▶ **What this task involves**
Can you transcribe every one of the records below word for word, leaving each line unchanged?

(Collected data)
-*-*-
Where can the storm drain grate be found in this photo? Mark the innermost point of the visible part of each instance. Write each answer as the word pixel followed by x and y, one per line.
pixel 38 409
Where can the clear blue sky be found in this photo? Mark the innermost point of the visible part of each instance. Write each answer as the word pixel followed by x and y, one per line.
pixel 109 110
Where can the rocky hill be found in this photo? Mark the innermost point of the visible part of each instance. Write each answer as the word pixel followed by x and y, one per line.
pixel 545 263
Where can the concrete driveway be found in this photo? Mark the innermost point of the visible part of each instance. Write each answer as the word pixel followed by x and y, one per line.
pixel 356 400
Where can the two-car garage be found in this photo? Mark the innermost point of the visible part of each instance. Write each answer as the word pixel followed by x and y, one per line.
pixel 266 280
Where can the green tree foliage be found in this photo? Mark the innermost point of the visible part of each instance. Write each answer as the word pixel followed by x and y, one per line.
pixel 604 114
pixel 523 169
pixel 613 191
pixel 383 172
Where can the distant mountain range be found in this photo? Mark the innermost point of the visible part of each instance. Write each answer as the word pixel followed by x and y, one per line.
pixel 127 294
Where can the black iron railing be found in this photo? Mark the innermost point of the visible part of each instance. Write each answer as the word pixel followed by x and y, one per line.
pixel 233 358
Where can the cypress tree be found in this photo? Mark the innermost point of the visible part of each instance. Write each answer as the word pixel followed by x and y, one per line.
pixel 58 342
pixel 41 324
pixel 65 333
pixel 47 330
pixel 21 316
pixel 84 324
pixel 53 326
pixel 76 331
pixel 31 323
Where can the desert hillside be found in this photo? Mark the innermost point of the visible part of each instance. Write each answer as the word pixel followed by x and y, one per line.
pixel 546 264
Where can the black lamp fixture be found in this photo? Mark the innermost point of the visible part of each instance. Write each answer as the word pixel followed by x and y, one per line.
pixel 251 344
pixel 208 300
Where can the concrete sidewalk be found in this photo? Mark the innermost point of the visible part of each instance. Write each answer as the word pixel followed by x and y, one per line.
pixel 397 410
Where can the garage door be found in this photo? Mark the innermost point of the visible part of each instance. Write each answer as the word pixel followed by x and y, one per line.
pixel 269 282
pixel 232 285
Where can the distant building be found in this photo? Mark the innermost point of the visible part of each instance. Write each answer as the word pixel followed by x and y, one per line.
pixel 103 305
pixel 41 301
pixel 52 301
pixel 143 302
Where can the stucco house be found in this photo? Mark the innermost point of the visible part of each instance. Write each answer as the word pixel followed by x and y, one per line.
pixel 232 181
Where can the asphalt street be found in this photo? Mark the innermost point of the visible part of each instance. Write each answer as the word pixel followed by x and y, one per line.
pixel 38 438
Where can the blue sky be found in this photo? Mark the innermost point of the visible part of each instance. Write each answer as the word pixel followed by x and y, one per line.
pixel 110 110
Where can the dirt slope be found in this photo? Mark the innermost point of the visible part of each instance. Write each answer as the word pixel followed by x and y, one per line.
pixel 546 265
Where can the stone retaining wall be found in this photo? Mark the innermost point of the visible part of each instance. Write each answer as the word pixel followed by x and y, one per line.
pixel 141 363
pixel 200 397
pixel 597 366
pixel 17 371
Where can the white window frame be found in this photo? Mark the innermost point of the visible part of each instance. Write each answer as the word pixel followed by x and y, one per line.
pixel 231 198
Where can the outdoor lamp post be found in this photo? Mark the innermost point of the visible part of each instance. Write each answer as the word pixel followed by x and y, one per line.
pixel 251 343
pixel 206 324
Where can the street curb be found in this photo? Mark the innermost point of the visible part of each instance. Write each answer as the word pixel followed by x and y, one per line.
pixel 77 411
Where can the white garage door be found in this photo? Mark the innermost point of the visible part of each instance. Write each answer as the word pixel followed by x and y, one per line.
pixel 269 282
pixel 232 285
-*-*-
▶ **The output**
Where can the storm drain grate be found in this photo? Mark the innermost point of the visible part of each instance. Write each answer as the word pixel followed by x and y, one per line.
pixel 38 409
Where can the clear blue sky be found in this photo? Mark the innermost point of the visible part of each instance. Write each answer as the word pixel followed by x and y, one per line.
pixel 109 110
Where can the rocky hill be found in this photo? Mark the innermost point of the visible part of each instance. Write each answer as the word pixel followed by x and y, one per line.
pixel 545 263
Where can the concrete driveway be found in this photo? Mark the innermost point of the visible part of each instance. Write each answer as the word pixel followed by x and y, one per line.
pixel 356 400
Where can the two-car garage be found in this photo? Mark the innermost point of the visible part of each instance. Write each answer as the word pixel followed by x and y, one per line.
pixel 266 280
Where can the green tree foliage be found in this photo? Mark the innermost point of the visible part of each instance. Write each answer as the word pixel followed by x and y, one per line.
pixel 604 114
pixel 523 169
pixel 613 191
pixel 383 172
Where can the distant mountain range be found in this photo? Mark the innermost point of the visible part of each instance. Write each answer as the word pixel followed by x and y, one per line.
pixel 127 294
Where can the black iron railing be found in this photo? Mark the innermost point of the visible part of each instance. Write each answer as the word pixel followed by x and y, one per line.
pixel 233 358
Where can the cypress tree be found in this photo? Mark the innermost point of the visible part of each instance. Write each answer as the word pixel followed by x and y, one per line.
pixel 58 342
pixel 41 324
pixel 65 333
pixel 47 330
pixel 21 316
pixel 84 324
pixel 53 326
pixel 76 331
pixel 31 323
Where can the desert hillside be found in this photo? Mark the innermost point of the visible part of each instance. Write each answer as the word pixel followed by x and y, one per line.
pixel 546 264
Where can the black lamp fixture be found in this photo? Mark the innermost point of the visible part of each instance. Write each answer as the word pixel followed by x and y, one per line.
pixel 251 344
pixel 208 300
Where can the concrete sidewalk be found in this photo? Mark the innermost point of the visible part of each instance. Write each answer as the word pixel followed by x and y, one per line.
pixel 397 410
Where can the garage door be found in this photo? Mark the innermost point of the visible part of each instance. Write each answer as the word pixel followed by x and y, one per line.
pixel 269 282
pixel 232 285
Where can the distant building be found in this photo? Mark the innermost point of the visible part of each instance. Write each answer as the word pixel followed by x and y, one per line.
pixel 103 305
pixel 41 301
pixel 52 301
pixel 143 302
Where can the stucco house be found in this photo? Mark the innermost point of the visible part of each instance. Write each answer as the word pixel followed by x and y, one per line.
pixel 232 181
Where can the asphalt street be found in this photo? Mark the innermost point of the visible part of each instance. Write each answer as the word pixel followed by x and y, one per line.
pixel 38 438
Where can the blue sky be found in this photo? Mark the innermost point of the visible part of each instance. Write each answer as the word pixel followed by x and y, one per line.
pixel 110 110
Where can the dirt slope be found in this photo? Mark the innermost point of the visible part of each instance. Write each answer as the word pixel followed by x and y, one per line.
pixel 546 265
Where can the stone retaining wall be found in this photo? Mark the innermost point of the visible part of each instance. Write each answer as the word pixel followed by x and y, one per line.
pixel 141 363
pixel 200 397
pixel 597 366
pixel 17 371
Where can the white window frame be found in this photo? Mark the innermost point of the visible part of each instance. Write each answer as the word pixel followed by x and y, one per line.
pixel 231 198
Where can the outdoor lamp post be found in this photo? Mark the innermost point of the visible part of each instance. Write each answer as the word pixel followed by x and y, one per line.
pixel 251 343
pixel 206 324
Where can the street curb be found in this photo? Mark the innermost point of the visible part of each instance. Write each answer as the word pixel followed by x and y, one per line.
pixel 77 411
Where can the white garage door be found in this photo? Mark the innermost point of the visible part of each instance. Write each answer as the word pixel followed by x and y, one per line.
pixel 269 282
pixel 232 285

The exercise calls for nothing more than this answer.